Tarefas:
• 1. No trecho sobre o punk em Fortaleza, com que idade Flor Fontenele fugiu da família?
• 2. Prossiga com o trecho sobre o punk em Fortaleza a partir do ponto em que ele termina.

── Trecho do documento

Nascida em uma família de classe média, exceção entre os punks, Flor Fontenele fugiu da família aos 12 anos, incentivada pela moça que cuidava da faxina em sua casa. “Ela me levava pra favela Verdes Mares, e lá eu conheci a Guacira, uma menina que curtia rock, Led Zeppelin, Deep Purple. Tinha fotografias recortadas do Robert Plant”, conta.


O rock clássico pouco a pouco deu lugar à agilidade do punk inglês.

As camisas de bandas foram trocadas pelas roupas rasgadas, as calças justas e os acessórios de couro. Os cabelos eram lambidos.

“Os punks não dançavam as coisas que a gente dançava. Nem tinham o mesmo visual. Eles eram “ramonistas” enquanto a gente ainda estava no Motörhead. Eu perguntava ‘o que diabos é essa gritaria, macho?’, mas de tanto ouvir, eu começava a entender. E aí fui me embandeirando pra aquele lado, gostei daquilo”, relembra Flor.


Para garantir a independência dos pais, Flor vendia aranhas (fármaco comercializado como Artane) na porta dos clubes onde rolava o agito jovem, as discotecas new wave - comprava um tubo com 100 comprimidos, dividia entre quatro punks e “saia vendendo pra ganhar dinheiro e pagar o nosso”. Em uma dessas noitadas, conheceu o rapaz que seria o ápice e o fim do movimento punk em Fortaleza. “Na porta de um dos clubes tinha um cara que eu sempre via, todo rasgado, todo esmoler. Ele puxou conversa, me deu altas duras porque eu tava metida com os traficantes. Perguntou se eu curtia punk e me levou pra um ensaio no Henrique Jorge”.


Esse homem era Dedé Podre, o principal nome do punk em Fortaleza na década de 1980. “Fui ao ensaio e comecei a virar punk. Eles me ensinaram a tocar baixo, e logo montamos a primeira banda feminina”. Distante da família, Flor encontrou abrigo nos outros desajustados que orbitavam em torno de Dedé. “Eu não podia voltar pra casa, virei vagabunda. Diziam que eu só queria ser o que não presta. Que eu não queria estudar. Você começa a não ir pra casa e eles vão te abortando. Decidi levar o punk como estilo de vida quando eles começaram a me proibir, quando começaram a colocar a polícia pra me prender à força na Praça do Ferreira”.

────
── Dados fornecidos

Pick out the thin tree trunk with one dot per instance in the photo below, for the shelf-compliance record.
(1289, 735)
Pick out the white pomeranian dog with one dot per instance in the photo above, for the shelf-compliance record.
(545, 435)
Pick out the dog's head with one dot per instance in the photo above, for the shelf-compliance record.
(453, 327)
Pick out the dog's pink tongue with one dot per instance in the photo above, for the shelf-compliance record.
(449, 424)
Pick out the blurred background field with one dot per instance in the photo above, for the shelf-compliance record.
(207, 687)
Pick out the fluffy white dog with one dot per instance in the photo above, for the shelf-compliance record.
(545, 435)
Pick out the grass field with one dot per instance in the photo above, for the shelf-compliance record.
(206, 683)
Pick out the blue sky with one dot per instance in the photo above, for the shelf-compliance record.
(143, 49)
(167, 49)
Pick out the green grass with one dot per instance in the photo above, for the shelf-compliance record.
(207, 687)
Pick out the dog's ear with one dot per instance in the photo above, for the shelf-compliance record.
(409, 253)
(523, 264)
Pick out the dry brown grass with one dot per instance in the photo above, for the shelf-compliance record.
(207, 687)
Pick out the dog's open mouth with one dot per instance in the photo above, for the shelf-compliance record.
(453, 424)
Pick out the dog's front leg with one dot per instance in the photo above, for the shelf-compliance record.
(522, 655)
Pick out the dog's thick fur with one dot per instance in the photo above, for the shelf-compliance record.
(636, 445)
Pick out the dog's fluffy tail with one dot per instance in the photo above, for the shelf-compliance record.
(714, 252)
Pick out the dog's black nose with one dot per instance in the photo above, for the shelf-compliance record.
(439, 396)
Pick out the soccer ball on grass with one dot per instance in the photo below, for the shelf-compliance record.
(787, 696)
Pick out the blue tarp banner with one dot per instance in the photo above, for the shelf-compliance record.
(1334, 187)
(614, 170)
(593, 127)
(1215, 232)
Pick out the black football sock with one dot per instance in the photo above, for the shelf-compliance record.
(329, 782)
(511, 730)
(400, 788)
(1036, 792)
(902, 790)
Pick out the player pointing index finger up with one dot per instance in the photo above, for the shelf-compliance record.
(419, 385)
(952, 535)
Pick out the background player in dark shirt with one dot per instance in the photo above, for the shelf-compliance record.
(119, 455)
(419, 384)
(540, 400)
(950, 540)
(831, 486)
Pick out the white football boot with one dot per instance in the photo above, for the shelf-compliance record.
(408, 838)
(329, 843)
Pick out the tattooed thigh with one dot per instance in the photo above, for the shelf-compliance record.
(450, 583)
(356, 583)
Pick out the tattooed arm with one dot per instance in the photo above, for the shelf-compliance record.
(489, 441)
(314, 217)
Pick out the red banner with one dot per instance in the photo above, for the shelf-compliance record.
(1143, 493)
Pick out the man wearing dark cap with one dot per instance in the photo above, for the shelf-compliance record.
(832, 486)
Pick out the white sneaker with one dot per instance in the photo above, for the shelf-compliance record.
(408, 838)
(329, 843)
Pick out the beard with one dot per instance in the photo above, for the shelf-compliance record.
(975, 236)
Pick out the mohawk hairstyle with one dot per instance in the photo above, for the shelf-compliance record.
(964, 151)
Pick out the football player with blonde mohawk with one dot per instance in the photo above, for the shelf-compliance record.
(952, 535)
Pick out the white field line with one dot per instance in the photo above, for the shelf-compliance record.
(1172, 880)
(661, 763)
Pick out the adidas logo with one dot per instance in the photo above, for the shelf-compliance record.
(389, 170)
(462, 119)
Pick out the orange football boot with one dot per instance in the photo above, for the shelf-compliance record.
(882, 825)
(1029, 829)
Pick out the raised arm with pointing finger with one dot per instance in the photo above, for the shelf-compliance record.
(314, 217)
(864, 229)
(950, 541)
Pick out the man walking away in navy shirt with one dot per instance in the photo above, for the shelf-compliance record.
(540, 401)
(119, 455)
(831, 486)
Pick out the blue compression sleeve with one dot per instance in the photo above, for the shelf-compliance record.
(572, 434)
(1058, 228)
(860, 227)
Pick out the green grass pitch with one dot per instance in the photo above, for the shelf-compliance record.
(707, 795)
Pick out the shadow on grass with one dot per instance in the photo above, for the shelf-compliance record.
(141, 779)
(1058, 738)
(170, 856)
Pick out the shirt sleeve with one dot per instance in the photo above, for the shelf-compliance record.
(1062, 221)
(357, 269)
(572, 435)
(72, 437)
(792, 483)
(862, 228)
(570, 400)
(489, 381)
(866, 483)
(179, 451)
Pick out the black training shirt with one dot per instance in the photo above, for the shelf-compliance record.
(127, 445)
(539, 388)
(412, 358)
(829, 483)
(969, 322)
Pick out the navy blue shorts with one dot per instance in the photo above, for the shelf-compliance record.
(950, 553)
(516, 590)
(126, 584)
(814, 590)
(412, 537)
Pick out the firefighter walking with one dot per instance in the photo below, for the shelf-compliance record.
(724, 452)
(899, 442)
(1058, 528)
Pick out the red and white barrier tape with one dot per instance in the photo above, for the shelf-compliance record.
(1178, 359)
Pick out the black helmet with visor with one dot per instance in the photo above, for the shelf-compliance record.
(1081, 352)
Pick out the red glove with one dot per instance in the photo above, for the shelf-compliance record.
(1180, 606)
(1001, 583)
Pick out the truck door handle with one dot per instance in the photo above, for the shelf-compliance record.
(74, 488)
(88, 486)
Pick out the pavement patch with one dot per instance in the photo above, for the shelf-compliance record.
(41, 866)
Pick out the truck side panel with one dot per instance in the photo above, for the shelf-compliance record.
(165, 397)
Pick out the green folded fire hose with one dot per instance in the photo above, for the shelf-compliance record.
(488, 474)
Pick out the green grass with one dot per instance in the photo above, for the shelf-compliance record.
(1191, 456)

────

Respostas:
• 1. Aos 12 anos.

• 2.
As gangues tinham em comum a pouca idade dos seus membros - a maioria tinha entre 14 e 19 anos. O grupo de Flor e Dedé costumava dormir em uma oficina mecânica no Monte Castelo, nos carros abandonados, onde também tomavam banho, de madrugada, em uma bomba d’água. “No meio da noite, quando chegava o frio, a fome, a gente se perguntava o que é que estávamos fazendo. Mas era uma dúvida que só vinha pela situação, não tinha relação com a causa que o punk defendia”, explica Flor.


E eles andavam por aí, organizando festivais em escolas e galpões, tentando fugir da velha lógica dos clubes com um estilo mais autoral de tocar e viver, a força do “faça você mesmo”. “Conjunto Ceará, Jurema, Conjunto Industrial, Conjunto Esperança, Antônio Bezerra, Monte Castelo… A gente só ia pouco pra Beira Mar, porque as coisas eram muito caras e não tinha cachaça. Como a gente ia viver ali?”, conta Flor. A força para as caminhadas vinha dos químicos: fiorinal, rohypnol e injetáveis criados a partir da asmosterona.


“Usávamos todos a mesma seringa, e acho que só não pegamos HIV porque os punks tinham uma sexualidade muito tranquila, careta até”, explica Flor. Em contraponto aos gritos de amor livre da geração hippie, os punks urbanos não encontravam no amor uma tábua de salvamento para os males da sociedade. “O que valia pra gente era a coisa do no future. Amor era esperança, e a gente não lidava com isso. Nosso discurso era do ódio, era pessimista. Eu namorei o Dedé por sete anos, mas era uma relação muito mais de companheirismo. Sexo existia, mas não era isso que unia o grupo. Era outra vibe, de destruir o sistema”. 

 

Muito menos ancorado na teoria e muito mais orgânico que outros movimentos que surgiram na época, o punk fortalezense gritava sua raiva sem se preocupar com o embasamento de suas queixas. “A gente tinha um discurso contra o sistema, e eu não sabia muito bem o que era, mas eu sabia que eram coisas que me oprimiam. Não conhecia o marxismo e o anarquismo eu até conhecia, mas não sabia falar sobre ele. Sabíamos que existia uma elite, e que éramos fruto de uma sociedade injusta e danosa” resume Flor.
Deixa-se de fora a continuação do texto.